(Records of annotated positions)
# # # # #

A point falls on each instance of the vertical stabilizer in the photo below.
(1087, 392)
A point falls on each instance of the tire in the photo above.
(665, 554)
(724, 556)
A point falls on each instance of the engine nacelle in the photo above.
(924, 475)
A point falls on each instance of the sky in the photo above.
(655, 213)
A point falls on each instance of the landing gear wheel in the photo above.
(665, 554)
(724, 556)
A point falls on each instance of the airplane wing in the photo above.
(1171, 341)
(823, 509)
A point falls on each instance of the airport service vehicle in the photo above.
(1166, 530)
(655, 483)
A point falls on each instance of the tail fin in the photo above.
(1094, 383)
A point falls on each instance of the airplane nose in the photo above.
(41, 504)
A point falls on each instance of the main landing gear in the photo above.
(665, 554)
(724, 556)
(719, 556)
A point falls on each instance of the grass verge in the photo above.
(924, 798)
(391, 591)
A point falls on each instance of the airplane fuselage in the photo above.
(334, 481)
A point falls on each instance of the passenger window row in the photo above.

# # # # #

_The problem_
Reproduce all of the lines above verbatim, from the first to the last.

_Solution below_
A point falls on each instance of the vertical stabilizer in the photo below.
(1087, 392)
A point falls on each instance of the tire in the photo above.
(665, 554)
(724, 556)
A point falls on each instance of the engine nacelle in the photo above.
(924, 475)
A point falls on each instance of the sky in the photo above.
(655, 213)
A point falls on each instance of the landing gear wheel in the photo above.
(665, 554)
(724, 556)
A point falls on each instance of the airplane wing in the photo above.
(1171, 341)
(823, 509)
A point falls on each instance of the airport service vehicle in the photo above.
(1166, 530)
(655, 483)
A point falls on each instance of the tail fin in the photo above.
(1094, 383)
A point falls on each instance of the airplane nose in the photo above.
(41, 504)
A point falls on each instance of the main landing gear in the photo above.
(665, 554)
(724, 556)
(719, 556)
A point falls on each instance of the grass verge in the photo above.
(924, 798)
(391, 591)
A point falls on each instance of the airplane fuselage in the photo above.
(334, 481)
A point falls on each instance of the passenger window row in the photo above.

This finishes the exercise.